• PASSAGE TO READ:

This might be the sixth time I’ve reworked my level generator. It’s incredibly complex and every time I think I’ve got it right… Well, after each rework, everything goes smoothly until I start to layer on another system — then suddenly the architecture can’t hold anymore and it’s causing more pain than gain.

Other times, yes, I’ve just been too clever for my own good and tripped over my own shoelaces. Is this one of those times? Erm, possibly…

More Fun With Level Generation

Usually my “reworks” have focused only on what comes after the fundamental layout has been established, but this time I’ve kind of gone all the way.

I was using a binary-space-partition (BSP) algorithm to carve up the level area into rooms, which could then be populated. As I was working with the systems that connect those rooms together and make them into shiny playable spaces, I started to realise that this approach was more pain than it’s worth.

BSP works by taking the main area and sub-dividing it into two, then sub-dividing each part into two, and so on until the rooms are as small as they can go. It produces quite interesting results from a bird’s-eye view — layouts are rectangular enough that they look artificial, but as the partition borders shift around you still get quite unpredictable layouts.

These have some problems, though. If you put a tiny type of room inside a larger partition, you end up with huge expanses of corridor that you can’t do very much with and are boring to traverse. Plus, the unpredictable overlaps between partitions makes joining them very awkward.

• EXERCISE TASKS:
1: Reproduce the stretch of the level generator post from "This might be" through "pain than gain.".
2: In the level generator post, what algorithm was used to carve the level area into rooms?

• DATASET EXCERPT:
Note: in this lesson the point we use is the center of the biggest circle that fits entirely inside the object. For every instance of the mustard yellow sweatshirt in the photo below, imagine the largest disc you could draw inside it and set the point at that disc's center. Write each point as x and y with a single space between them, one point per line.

• EXPECTED ANSWERS:
1:
This might be the sixth time I’ve reworked my level generator. It’s incredibly complex and every time I think I’ve got it right… Well, after each rework, everything goes smoothly until I start to layer on another system — then suddenly the architecture can’t hold anymore and it’s causing more pain than gain.

2: A binary-space-partition (BSP) algorithm.